▶ [ACTIVITY] Give again, word for word, each line below starting at the one that contains "the rubble pile." and ending at the one that contains "the distant building.".

(Data excerpts)
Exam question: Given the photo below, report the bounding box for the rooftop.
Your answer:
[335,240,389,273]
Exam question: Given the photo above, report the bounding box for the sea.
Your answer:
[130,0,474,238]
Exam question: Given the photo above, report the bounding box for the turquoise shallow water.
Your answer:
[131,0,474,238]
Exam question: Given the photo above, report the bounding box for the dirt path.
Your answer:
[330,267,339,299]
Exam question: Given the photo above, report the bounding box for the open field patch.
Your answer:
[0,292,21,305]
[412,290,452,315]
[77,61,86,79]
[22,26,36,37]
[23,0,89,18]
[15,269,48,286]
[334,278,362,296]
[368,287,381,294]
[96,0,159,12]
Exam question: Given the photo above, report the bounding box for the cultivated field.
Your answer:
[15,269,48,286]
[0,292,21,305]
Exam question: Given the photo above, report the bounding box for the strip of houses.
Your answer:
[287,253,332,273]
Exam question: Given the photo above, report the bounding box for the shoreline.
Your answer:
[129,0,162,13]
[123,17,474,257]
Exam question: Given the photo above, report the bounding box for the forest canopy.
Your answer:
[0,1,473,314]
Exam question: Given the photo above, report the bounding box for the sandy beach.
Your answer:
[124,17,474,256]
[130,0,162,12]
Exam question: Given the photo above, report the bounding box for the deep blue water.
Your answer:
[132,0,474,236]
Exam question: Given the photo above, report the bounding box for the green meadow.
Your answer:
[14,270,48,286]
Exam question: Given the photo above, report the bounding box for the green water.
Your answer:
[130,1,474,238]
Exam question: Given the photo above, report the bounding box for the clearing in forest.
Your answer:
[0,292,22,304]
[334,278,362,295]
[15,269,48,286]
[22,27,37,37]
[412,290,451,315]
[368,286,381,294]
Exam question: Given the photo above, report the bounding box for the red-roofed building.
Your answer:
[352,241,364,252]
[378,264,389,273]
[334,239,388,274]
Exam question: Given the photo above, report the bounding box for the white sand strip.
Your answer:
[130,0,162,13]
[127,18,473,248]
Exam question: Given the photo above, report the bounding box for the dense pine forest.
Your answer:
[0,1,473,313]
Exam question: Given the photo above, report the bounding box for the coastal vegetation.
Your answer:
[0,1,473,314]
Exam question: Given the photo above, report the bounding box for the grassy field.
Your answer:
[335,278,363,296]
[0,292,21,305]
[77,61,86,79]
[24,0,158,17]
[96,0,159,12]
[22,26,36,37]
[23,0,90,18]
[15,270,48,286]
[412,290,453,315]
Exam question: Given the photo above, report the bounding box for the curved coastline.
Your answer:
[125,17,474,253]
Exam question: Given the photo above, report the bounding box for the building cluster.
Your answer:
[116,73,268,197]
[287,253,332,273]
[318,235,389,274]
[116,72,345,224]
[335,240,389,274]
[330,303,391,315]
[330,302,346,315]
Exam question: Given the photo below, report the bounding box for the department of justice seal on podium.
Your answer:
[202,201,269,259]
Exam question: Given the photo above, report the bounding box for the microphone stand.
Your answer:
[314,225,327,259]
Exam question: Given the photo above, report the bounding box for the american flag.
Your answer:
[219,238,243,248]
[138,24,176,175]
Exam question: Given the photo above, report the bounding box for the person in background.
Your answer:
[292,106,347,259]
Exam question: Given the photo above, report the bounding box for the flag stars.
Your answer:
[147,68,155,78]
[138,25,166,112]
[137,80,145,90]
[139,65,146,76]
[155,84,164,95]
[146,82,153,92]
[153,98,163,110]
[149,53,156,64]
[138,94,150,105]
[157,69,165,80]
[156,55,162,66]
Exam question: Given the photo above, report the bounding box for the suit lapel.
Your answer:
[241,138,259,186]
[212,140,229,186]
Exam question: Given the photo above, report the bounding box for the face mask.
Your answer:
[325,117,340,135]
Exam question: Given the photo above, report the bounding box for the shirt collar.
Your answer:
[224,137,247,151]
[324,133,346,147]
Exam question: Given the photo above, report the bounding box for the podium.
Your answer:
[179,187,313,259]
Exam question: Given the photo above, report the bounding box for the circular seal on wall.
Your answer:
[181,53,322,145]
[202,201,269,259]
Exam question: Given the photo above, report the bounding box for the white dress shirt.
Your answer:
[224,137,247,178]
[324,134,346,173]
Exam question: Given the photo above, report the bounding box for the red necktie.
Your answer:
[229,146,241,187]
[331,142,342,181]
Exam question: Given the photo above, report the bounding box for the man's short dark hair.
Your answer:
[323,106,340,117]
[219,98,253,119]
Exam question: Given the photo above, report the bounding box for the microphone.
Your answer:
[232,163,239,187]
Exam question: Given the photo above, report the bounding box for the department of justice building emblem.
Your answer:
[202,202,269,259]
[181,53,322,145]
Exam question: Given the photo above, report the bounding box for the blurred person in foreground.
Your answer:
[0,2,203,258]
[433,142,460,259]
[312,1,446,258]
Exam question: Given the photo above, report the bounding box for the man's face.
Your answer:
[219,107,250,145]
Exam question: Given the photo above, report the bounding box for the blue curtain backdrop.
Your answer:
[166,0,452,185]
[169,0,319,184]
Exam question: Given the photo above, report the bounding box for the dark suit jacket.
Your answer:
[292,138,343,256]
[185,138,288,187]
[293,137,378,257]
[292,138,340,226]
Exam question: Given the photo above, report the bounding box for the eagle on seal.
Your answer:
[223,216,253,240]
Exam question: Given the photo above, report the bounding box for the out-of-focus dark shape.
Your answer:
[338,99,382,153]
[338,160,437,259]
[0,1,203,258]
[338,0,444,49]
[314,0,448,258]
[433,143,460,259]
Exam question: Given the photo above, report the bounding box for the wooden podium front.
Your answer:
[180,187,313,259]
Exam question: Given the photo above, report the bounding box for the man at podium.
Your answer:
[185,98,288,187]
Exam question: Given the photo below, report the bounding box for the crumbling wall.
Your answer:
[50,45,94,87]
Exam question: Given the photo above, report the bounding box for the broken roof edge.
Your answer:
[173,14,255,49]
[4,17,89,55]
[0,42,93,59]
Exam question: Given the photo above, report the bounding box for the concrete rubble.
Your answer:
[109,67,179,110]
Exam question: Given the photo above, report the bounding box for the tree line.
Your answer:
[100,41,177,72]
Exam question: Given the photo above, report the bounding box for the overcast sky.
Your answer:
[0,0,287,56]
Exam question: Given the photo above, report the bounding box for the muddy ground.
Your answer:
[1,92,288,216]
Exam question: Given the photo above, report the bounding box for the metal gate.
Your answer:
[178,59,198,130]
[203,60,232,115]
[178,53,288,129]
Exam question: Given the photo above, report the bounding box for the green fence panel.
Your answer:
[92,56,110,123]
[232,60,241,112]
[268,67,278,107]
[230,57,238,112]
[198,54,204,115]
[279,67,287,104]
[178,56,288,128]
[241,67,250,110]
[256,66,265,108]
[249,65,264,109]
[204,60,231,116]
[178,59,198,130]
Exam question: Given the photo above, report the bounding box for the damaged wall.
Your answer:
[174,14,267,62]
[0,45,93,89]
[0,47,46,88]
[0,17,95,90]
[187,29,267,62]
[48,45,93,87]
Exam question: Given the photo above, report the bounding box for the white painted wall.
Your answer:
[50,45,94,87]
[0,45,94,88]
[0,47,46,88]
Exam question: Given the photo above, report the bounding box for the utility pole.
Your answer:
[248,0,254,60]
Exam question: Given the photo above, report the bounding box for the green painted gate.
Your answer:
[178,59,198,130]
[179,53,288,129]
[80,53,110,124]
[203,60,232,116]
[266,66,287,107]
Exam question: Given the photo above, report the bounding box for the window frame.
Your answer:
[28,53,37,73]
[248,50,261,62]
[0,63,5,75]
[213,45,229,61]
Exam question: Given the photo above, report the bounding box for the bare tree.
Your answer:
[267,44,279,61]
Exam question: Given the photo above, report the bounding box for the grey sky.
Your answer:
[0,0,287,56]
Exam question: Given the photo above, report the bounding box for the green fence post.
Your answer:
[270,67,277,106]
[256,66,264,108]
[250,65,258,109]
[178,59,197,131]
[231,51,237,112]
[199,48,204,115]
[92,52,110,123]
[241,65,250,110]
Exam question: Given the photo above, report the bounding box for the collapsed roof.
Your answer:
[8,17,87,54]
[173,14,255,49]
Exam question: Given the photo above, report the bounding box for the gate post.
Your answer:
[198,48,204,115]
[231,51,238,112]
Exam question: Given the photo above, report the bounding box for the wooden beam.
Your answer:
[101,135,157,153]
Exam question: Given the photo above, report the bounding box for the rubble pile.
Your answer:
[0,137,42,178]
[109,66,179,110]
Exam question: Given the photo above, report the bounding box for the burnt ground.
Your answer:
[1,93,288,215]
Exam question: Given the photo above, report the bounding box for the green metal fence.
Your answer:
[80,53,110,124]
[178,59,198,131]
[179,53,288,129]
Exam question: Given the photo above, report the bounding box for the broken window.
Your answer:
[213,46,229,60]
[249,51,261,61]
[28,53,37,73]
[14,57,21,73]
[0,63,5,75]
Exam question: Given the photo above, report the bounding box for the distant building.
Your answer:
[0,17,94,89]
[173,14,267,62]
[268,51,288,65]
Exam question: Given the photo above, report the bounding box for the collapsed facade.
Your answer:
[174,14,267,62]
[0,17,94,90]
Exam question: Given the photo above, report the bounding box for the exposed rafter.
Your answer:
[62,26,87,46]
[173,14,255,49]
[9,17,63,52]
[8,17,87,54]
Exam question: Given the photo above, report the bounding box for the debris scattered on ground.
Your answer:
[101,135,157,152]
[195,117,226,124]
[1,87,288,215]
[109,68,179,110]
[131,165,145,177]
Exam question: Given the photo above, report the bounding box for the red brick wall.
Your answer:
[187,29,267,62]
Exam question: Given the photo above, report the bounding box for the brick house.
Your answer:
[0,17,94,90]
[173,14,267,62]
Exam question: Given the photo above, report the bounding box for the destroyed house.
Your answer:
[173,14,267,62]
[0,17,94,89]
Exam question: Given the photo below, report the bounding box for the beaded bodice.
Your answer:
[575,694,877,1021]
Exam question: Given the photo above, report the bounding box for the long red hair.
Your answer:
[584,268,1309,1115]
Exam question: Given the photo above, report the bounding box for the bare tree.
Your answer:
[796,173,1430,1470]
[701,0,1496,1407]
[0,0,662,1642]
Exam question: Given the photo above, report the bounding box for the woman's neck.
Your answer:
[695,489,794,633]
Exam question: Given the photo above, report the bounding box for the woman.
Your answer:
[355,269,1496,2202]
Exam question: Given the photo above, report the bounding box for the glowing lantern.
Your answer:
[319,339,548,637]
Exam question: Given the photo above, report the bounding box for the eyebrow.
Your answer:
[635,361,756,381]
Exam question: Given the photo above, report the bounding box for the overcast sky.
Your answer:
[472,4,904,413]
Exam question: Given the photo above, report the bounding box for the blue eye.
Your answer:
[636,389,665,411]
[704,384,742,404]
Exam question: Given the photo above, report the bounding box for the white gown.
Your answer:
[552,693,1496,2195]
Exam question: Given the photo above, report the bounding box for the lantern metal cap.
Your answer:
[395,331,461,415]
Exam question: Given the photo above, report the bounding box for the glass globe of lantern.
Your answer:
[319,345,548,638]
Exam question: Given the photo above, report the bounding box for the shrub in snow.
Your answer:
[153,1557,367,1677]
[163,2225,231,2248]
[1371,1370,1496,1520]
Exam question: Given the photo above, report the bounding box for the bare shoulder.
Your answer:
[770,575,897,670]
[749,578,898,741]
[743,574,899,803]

▶ [SOLUTION TO THE PROBLEM]
Exam question: Given the photo above, report the bounding box for the rubble pile.
Your answer:
[0,137,42,178]
[109,66,179,110]
Exam question: Given the photo above, report the bounding box for the burnt ground.
Your answer:
[1,93,288,215]
Exam question: Given the photo above, report the bounding box for the green metal fence.
Your answer:
[80,53,110,124]
[178,59,198,131]
[179,53,288,129]
Exam question: Given the photo above, report the bounding box for the broken window.
Your answer:
[213,46,229,60]
[249,51,261,61]
[28,53,37,73]
[14,57,21,73]
[0,63,5,75]
Exam question: Given the photo above, report the bounding box for the distant building.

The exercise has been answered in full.